__How to complete this task__
With pictures left out, retype the lines from the start of the records through the one that contains "q=beige floor tile".

(Image-backed grounding data)
————

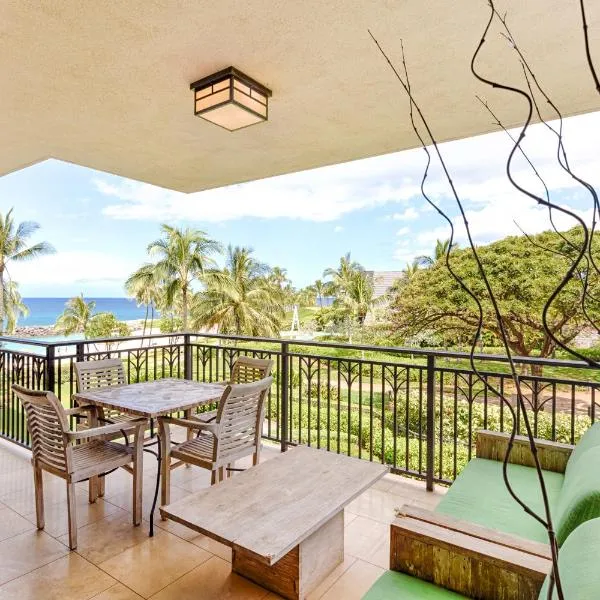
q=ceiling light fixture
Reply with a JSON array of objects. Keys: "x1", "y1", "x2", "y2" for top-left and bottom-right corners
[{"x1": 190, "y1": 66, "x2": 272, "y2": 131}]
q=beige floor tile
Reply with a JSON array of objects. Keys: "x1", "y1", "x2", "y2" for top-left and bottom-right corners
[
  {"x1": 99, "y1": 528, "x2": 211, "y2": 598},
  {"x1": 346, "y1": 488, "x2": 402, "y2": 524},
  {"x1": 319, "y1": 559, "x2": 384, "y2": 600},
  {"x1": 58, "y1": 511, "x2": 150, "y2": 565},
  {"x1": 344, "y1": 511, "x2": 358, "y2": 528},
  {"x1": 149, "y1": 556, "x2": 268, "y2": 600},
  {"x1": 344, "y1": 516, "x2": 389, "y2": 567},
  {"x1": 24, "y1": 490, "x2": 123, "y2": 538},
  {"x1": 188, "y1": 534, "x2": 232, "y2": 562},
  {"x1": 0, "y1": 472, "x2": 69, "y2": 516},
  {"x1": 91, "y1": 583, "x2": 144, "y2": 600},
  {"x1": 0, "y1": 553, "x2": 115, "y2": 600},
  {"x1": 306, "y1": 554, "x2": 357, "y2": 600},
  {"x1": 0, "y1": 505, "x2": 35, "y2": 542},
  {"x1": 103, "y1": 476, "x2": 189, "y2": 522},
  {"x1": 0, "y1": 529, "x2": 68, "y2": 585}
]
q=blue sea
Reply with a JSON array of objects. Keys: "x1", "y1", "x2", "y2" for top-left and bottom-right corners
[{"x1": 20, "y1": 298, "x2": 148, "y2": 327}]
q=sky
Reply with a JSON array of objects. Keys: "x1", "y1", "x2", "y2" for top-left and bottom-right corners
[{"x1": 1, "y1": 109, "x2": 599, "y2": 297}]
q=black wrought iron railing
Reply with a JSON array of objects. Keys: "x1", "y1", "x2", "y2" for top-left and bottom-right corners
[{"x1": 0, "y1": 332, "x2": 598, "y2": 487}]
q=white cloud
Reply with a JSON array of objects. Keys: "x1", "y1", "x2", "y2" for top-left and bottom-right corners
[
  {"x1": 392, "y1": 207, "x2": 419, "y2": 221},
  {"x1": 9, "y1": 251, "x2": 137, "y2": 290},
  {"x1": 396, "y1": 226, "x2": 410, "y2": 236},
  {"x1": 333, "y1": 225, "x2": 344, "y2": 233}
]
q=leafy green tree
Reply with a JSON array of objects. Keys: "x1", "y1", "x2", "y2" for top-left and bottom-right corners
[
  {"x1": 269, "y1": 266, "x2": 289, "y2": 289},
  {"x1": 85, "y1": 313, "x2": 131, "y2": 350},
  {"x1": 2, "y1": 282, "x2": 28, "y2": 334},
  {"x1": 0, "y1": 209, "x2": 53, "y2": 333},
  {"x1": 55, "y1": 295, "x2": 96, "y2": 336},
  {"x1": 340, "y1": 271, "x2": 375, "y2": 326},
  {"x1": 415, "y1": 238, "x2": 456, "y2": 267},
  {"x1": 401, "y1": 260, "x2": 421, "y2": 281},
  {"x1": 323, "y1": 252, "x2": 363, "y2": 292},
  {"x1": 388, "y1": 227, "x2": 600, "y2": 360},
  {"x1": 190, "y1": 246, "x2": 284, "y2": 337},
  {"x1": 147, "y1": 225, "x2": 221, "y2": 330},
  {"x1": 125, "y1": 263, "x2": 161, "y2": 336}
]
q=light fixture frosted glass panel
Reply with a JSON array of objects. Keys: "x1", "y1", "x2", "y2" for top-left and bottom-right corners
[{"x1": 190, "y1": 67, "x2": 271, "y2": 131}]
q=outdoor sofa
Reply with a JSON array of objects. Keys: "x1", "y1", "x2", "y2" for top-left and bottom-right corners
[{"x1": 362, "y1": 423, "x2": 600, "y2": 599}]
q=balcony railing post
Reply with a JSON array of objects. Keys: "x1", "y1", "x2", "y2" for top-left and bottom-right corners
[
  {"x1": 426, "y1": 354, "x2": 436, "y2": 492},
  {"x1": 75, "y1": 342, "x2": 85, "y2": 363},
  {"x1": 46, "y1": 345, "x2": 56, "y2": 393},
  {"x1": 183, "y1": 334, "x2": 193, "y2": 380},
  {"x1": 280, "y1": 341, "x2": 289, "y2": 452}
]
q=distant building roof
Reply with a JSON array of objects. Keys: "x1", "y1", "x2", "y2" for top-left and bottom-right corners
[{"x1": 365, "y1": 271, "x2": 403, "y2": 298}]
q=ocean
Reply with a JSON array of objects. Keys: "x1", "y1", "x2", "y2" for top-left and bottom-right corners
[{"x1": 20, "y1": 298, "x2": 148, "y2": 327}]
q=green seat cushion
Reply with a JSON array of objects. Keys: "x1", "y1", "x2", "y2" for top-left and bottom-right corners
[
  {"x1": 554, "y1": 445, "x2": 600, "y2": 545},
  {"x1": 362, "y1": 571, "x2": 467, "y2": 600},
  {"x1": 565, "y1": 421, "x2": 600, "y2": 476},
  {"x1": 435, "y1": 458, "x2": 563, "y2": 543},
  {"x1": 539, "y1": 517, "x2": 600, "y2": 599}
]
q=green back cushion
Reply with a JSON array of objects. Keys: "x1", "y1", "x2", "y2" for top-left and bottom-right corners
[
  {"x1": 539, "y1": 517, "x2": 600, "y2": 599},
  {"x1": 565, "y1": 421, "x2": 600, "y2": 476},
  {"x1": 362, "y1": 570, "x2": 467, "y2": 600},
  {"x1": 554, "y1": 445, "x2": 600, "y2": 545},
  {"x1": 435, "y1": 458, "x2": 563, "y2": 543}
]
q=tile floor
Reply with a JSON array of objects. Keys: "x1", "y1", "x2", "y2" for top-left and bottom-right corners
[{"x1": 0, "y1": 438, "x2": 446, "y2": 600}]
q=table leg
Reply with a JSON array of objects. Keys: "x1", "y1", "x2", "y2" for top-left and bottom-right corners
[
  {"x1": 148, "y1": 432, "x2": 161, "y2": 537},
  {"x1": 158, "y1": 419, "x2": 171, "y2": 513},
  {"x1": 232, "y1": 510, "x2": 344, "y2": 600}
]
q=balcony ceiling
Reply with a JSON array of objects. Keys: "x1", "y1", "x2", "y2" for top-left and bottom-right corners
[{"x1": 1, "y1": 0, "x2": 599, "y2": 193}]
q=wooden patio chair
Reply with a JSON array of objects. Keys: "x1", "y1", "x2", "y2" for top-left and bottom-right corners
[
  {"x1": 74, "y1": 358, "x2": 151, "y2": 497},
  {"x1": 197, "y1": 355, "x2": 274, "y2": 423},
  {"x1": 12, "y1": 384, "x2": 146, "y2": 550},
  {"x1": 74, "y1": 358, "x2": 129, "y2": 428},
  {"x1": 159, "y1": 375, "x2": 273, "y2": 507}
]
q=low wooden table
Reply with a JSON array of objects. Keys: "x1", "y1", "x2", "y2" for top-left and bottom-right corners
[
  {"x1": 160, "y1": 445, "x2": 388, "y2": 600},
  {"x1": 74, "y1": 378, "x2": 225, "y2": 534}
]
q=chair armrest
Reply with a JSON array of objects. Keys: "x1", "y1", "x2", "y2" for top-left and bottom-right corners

————

__Answer box__
q=ceiling light fixture
Reply with a JSON array of objects. Keys: "x1", "y1", "x2", "y2" for top-left and bottom-right corners
[{"x1": 190, "y1": 66, "x2": 272, "y2": 131}]
q=beige floor tile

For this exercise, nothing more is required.